◆ **Point labeling material**
....

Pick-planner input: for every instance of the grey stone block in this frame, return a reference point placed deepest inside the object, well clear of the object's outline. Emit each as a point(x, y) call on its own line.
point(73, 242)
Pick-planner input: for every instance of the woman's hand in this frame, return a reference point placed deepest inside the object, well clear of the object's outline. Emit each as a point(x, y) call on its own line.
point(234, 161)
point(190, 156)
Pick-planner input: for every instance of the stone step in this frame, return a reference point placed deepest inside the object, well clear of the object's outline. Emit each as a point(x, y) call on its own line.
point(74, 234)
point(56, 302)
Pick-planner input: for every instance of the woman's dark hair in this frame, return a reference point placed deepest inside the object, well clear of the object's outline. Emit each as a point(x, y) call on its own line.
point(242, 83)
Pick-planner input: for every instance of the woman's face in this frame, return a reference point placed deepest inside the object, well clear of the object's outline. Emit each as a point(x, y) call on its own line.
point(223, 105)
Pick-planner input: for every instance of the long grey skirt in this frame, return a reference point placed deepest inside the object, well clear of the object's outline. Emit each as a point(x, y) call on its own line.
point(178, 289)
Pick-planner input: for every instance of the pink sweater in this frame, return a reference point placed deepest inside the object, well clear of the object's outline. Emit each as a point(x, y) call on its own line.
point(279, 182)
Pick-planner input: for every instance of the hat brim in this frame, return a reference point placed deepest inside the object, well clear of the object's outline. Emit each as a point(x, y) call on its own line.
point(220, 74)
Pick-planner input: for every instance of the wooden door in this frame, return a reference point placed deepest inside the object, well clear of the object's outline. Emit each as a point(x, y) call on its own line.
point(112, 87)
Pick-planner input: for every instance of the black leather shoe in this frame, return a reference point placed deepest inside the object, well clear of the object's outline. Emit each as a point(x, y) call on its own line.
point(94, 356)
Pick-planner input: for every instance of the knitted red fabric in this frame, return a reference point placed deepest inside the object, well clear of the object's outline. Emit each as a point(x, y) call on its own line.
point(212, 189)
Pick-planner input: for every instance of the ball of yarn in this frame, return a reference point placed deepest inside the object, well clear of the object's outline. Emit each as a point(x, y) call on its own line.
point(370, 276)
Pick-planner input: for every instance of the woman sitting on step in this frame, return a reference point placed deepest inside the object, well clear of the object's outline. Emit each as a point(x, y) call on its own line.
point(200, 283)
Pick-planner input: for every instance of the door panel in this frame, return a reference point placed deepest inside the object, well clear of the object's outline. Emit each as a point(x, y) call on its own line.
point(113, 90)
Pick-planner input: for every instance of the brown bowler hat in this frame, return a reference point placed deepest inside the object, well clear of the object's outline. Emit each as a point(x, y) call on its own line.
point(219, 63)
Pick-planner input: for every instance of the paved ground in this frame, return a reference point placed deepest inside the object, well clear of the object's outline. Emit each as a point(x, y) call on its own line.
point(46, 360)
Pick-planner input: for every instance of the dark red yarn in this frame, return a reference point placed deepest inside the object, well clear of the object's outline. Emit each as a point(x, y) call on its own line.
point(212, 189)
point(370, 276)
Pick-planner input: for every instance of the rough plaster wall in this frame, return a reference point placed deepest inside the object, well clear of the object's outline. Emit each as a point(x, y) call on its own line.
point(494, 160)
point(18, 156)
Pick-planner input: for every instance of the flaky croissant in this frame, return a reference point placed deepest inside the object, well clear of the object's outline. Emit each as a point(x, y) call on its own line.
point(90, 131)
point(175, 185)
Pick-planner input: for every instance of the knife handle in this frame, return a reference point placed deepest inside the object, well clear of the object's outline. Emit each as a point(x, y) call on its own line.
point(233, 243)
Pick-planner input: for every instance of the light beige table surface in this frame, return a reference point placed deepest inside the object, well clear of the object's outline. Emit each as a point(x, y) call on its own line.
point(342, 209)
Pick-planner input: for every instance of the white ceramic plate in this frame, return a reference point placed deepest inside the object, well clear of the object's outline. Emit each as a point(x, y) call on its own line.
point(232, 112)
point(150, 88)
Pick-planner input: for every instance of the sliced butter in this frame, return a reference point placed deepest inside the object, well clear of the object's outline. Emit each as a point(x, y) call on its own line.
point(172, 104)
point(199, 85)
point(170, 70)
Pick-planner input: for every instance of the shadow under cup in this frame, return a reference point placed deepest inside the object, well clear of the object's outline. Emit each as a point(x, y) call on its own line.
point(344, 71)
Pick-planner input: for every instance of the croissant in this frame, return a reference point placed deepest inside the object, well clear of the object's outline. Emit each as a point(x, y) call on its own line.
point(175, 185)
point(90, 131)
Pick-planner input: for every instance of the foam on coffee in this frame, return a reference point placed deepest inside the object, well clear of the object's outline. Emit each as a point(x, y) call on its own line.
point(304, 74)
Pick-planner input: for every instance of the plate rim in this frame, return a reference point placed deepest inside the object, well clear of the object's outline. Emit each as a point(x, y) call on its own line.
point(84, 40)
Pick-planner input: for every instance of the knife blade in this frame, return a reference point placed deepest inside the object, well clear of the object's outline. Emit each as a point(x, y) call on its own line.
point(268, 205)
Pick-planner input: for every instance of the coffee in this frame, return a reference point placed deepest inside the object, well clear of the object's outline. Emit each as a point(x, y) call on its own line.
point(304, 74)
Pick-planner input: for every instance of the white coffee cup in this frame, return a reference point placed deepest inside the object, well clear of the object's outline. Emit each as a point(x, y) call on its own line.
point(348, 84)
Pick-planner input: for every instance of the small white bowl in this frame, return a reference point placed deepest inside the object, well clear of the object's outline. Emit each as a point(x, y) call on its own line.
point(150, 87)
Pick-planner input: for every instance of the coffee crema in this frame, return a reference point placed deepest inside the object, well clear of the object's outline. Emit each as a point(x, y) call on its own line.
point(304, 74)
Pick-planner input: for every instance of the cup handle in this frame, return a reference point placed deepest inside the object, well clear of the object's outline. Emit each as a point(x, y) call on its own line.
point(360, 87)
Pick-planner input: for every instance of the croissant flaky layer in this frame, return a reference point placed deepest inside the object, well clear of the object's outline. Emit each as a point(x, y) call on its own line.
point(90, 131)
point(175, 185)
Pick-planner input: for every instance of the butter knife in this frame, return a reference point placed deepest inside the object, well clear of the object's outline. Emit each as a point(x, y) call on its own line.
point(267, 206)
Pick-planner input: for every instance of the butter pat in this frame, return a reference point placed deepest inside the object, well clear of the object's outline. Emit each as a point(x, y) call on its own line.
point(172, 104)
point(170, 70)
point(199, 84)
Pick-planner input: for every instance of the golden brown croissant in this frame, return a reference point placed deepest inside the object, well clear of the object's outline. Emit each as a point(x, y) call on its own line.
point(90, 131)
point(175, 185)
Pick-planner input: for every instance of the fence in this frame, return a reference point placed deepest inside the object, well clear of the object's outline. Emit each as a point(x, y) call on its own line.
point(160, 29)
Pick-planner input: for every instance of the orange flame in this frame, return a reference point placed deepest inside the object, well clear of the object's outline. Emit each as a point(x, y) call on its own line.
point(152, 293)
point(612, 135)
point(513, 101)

....

◆ **WHAT THE TASK ASKS**
Copy the material word for word, beginning at its first line and stopping after the line that contains "point(190, 156)".

◆ **OUTPUT FOR THIS EXERCISE**
Pick-planner input: for every instance of the grey stone block in this frame, return a reference point placed deepest inside the object, well clear of the object's outline. Emit each as a point(x, y) call on its own line.
point(73, 242)
Pick-planner input: for every instance of the woman's hand in this frame, return a reference point placed deepest inside the object, well clear of the object's outline. Emit each as a point(x, y) call on its own line.
point(234, 161)
point(190, 156)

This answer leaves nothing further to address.